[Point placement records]

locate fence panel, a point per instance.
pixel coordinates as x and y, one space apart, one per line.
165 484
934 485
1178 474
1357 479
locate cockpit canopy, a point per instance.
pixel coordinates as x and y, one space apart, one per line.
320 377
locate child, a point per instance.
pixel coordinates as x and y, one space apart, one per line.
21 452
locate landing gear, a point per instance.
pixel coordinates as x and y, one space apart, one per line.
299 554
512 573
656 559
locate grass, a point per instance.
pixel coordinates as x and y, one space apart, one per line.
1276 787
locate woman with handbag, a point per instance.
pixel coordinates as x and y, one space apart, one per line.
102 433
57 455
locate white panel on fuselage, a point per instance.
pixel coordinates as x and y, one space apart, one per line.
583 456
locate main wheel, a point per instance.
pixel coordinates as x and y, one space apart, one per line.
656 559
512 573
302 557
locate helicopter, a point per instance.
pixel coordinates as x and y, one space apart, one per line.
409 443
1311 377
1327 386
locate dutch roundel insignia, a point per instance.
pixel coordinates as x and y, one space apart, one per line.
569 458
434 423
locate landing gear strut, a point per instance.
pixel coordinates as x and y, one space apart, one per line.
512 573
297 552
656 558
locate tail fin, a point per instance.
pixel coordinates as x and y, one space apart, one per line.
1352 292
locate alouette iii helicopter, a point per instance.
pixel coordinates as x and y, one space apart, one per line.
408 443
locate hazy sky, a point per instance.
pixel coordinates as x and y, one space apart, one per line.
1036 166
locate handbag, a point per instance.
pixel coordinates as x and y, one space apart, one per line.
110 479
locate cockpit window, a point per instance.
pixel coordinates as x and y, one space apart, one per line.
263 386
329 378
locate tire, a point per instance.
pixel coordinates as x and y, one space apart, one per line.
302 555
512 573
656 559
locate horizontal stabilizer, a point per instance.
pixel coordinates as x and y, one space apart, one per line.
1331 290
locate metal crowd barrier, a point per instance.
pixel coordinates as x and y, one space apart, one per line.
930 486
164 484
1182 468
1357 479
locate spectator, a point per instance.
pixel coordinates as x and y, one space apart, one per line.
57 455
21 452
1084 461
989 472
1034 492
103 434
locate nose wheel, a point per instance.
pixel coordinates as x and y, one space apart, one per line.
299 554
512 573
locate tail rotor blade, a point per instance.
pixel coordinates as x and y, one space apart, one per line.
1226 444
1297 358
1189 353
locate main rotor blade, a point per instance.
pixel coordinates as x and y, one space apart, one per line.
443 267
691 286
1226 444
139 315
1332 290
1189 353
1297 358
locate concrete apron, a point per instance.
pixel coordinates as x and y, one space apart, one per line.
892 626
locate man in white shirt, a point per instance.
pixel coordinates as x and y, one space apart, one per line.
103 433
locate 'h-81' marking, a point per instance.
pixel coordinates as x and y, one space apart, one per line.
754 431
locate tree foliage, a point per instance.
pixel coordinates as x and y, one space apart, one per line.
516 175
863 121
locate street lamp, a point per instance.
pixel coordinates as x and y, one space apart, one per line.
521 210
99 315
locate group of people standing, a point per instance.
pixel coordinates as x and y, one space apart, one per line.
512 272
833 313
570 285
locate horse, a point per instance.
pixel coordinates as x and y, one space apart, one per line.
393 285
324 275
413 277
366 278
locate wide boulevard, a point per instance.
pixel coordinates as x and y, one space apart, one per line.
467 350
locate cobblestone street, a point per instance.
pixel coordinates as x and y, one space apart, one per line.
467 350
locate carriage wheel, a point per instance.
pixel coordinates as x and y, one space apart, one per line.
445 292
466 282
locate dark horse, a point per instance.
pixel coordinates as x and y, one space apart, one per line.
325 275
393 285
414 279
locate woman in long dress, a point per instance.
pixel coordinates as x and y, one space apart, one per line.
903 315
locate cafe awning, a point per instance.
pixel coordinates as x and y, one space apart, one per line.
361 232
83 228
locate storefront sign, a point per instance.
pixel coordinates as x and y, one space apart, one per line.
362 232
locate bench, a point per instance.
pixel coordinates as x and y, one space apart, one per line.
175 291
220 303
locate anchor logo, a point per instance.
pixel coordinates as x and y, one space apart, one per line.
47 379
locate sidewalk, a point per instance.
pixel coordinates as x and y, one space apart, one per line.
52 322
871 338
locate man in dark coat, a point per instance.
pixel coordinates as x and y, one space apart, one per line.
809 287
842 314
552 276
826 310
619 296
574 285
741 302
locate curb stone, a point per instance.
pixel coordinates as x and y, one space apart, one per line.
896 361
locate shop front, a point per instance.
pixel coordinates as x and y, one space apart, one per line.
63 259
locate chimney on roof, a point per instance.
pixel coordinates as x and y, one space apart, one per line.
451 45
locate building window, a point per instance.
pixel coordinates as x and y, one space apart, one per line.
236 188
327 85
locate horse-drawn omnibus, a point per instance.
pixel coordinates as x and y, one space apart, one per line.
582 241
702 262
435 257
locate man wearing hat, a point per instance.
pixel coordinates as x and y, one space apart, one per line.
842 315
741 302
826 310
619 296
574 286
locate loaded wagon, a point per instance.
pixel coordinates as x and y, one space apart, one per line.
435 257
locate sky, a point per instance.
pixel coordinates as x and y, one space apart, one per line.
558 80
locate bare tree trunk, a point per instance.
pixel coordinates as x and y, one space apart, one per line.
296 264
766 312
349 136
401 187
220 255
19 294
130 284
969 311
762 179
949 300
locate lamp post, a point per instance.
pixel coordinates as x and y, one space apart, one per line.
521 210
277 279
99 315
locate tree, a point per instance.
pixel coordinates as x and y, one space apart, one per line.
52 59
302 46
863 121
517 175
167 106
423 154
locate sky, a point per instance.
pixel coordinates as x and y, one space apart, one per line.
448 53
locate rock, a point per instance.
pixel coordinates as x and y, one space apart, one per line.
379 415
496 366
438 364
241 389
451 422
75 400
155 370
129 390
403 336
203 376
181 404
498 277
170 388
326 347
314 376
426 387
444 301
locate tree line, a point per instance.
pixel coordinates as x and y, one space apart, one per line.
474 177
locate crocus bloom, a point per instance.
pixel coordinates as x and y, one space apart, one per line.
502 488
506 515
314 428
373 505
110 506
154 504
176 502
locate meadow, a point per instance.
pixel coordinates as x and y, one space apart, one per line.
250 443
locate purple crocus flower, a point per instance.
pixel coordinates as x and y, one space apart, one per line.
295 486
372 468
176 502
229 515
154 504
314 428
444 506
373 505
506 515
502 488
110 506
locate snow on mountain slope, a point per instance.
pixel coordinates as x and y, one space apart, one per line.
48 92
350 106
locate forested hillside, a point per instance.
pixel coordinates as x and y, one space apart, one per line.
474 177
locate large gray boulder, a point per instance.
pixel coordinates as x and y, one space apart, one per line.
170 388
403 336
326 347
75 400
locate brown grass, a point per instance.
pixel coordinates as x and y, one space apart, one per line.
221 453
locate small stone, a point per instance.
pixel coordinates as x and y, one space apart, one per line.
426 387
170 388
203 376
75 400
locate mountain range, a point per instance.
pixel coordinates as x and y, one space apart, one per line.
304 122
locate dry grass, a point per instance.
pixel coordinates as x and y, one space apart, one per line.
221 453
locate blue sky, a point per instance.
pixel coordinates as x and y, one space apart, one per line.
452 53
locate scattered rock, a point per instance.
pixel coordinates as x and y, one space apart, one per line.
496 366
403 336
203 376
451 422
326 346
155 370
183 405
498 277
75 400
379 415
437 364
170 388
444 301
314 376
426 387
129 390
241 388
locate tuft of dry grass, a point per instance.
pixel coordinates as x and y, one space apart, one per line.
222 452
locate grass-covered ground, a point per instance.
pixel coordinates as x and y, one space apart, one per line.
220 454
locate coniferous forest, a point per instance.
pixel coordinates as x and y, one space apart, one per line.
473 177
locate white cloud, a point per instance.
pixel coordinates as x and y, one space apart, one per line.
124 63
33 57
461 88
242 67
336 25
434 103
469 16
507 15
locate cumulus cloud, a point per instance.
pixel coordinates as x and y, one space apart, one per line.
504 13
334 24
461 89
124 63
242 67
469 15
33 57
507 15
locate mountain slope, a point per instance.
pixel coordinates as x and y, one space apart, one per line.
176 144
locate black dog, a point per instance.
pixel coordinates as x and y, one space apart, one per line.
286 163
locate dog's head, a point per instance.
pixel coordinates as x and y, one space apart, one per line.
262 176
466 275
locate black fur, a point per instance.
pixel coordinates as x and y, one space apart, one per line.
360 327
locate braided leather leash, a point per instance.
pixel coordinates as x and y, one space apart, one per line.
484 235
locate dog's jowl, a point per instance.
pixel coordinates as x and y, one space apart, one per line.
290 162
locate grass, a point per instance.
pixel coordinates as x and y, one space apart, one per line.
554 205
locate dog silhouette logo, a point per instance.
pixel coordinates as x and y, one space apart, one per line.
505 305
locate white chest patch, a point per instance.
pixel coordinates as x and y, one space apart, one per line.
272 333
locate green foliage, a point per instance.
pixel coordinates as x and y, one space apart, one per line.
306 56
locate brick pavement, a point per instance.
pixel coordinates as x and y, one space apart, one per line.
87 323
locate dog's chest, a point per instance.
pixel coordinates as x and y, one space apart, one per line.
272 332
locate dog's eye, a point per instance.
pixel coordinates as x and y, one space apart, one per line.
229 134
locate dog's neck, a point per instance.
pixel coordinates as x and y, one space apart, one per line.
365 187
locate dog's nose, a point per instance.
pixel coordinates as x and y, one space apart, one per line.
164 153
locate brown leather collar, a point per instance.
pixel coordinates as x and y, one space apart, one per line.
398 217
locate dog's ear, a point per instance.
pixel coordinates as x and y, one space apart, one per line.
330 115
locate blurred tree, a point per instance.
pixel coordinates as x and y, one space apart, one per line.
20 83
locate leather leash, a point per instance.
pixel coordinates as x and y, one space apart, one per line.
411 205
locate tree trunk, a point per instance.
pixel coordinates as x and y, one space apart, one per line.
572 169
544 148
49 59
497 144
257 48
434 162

■ **DIRECTIONS FOR THIS TASK**
Would you quote, exactly and only, the lines from the one containing "locate dog's nose, a point per instance." to the end of the entries?

■ **FINAL ANSWER**
locate dog's nose, a point per instance.
pixel coordinates as x and y, one space apart, one per line.
164 153
locate brown leather collar, a point per instance.
pixel coordinates as x and y, one space apart, one per line.
398 217
locate dog's ear, a point per instance.
pixel coordinates as x and y, one space apart, one per line.
330 115
locate blurred tree, a point per instance.
pixel coordinates as x and y, one space apart, one per line.
20 83
locate leather leash, a point per instance.
pixel coordinates as x and y, one space apart, one per line.
411 205
locate tree trunk, a point per instance.
pixel coordinates as x and y, one space apart, one per line.
572 169
544 148
49 59
497 144
257 48
434 162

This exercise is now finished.